SELECTED TEXT:
^^^^^^^^^^^^^^^^

Not that Sedaris has any intention of ever stealing an Oscar from Nicole Kidman. “I'm a clown, I'm not an actress,” she says. “I can't play a real moment to save my life. I don't want to be sexy. I want to look unattractive and I want big laughs.”
Even while off duty, the petite, pixieish Sedaris, who is in fact quite pretty, misses no opportunity to dress up in character. (She hates going to parties but loves working at them because it gives her a chance to play cocktail waitress.) According to her friends, the key to Sedaris's comic genius is that she takes all her endeavors extremely seriously, whether she's papering the walls of her apartment with Chinese candy wrappers or writing her upcoming hospitality cookbook, I Like You (Warner Books). “She's not doing these things so people will say, ‘Oh, isn't that quirky,’” says Dinello, who directed Strangers. “She waitresses because she likes it and likes earning money from it. It's who she is.”
Sedaris, who lives alone, freely admits that she has intimacy issues. “My first instinct when anything [bad] happens,” she says, “is to think of something funny to protect myself.” Although she has had several relationships, the latest with an imaginary, abusive Argentine boyfriend named Ricky, she is now single and has decided that's better for everyone.
“I'm always attracted to troubled people,” she explains. “You know, alcoholics. People who don't want to be tied down. And that's just not going to change.”

^^^^^^^^^^^^^^^^

EXERCISE INSTRUCTIONS: Write out the whole profile of Sedaris word for word. The lines that come next are drawn from a different source and have no connection to the profile.

^^^^^^^^^^^^^^^^

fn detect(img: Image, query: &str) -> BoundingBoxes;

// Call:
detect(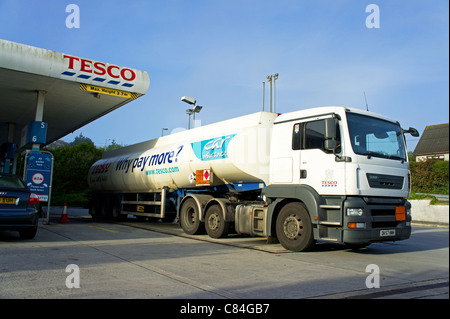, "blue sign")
[25,152,53,202]
[191,134,236,161]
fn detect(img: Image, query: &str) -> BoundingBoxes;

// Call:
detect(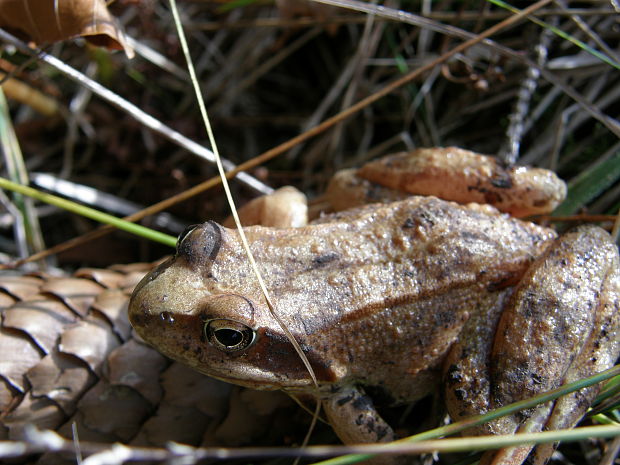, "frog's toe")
[445,227,620,465]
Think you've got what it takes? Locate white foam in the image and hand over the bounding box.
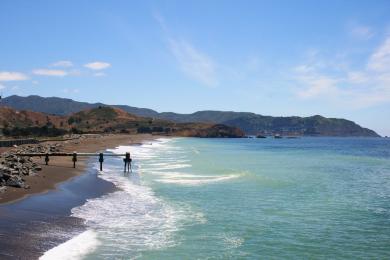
[156,174,240,186]
[66,139,201,259]
[39,230,100,260]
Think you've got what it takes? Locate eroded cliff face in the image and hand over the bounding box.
[174,124,245,138]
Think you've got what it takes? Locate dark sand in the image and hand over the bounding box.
[0,135,160,259]
[0,134,157,204]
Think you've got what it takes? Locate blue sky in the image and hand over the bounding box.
[0,0,390,135]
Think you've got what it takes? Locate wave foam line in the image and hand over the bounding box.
[39,230,100,260]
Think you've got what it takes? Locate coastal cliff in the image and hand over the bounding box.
[0,95,379,137]
[0,106,244,138]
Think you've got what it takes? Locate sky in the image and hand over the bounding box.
[0,0,390,136]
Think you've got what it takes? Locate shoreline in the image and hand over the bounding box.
[0,135,160,259]
[0,134,159,206]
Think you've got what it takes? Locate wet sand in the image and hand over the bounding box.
[0,134,157,204]
[0,135,161,259]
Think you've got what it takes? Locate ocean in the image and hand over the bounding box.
[42,137,390,259]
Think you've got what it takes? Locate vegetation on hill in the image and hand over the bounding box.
[0,106,244,137]
[0,96,379,137]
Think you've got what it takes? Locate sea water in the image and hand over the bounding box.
[43,138,390,259]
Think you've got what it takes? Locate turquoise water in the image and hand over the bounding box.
[48,138,390,259]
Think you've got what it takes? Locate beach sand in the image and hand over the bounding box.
[0,135,159,259]
[0,134,158,204]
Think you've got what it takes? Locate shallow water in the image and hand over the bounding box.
[45,138,390,259]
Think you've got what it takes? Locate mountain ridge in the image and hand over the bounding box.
[0,95,379,137]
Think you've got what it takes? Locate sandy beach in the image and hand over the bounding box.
[0,134,158,259]
[0,134,157,204]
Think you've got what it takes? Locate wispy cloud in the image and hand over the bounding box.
[93,72,106,77]
[153,12,219,87]
[350,25,374,40]
[32,69,68,77]
[169,38,218,86]
[0,71,28,81]
[62,88,80,94]
[367,37,390,72]
[50,60,73,68]
[84,61,111,70]
[293,37,390,107]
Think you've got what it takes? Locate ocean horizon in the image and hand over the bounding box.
[35,137,390,259]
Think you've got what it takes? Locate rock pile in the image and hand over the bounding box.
[0,144,62,192]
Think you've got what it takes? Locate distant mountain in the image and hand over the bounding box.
[0,106,244,137]
[0,96,379,137]
[0,95,158,117]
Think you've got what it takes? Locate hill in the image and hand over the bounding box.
[0,106,244,137]
[0,96,379,137]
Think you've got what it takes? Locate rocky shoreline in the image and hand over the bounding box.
[0,143,62,193]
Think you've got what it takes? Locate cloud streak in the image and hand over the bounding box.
[32,69,68,77]
[84,61,111,70]
[0,71,28,81]
[153,13,219,87]
[293,37,390,108]
[50,60,73,68]
[169,39,218,87]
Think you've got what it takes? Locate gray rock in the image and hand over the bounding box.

^^^^^^^^^^^^^^^^

TASK ANSWER:
Not that Sedaris has any intention of ever stealing an Oscar from Nicole Kidman. “I'm a clown, I'm not an actress,” she says. “I can't play a real moment to save my life. I don't want to be sexy. I want to look unattractive and I want big laughs.”
Even while off duty, the petite, pixieish Sedaris, who is in fact quite pretty, misses no opportunity to dress up in character. (She hates going to parties but loves working at them because it gives her a chance to play cocktail waitress.) According to her friends, the key to Sedaris's comic genius is that she takes all her endeavors extremely seriously, whether she's papering the walls of her apartment with Chinese candy wrappers or writing her upcoming hospitality cookbook, I Like You (Warner Books). “She's not doing these things so people will say, ‘Oh, isn't that quirky,’” says Dinello, who directed Strangers. “She waitresses because she likes it and likes earning money from it. It's who she is.”
Sedaris, who lives alone, freely admits that she has intimacy issues. “My first instinct when anything [bad] happens,” she says, “is to think of something funny to protect myself.” Although she has had several relationships, the latest with an imaginary, abusive Argentine boyfriend named Ricky, she is now single and has decided that's better for everyone.
“I'm always attracted to troubled people,” she explains. “You know, alcoholics. People who don't want to be tied down. And that's just not going to change.”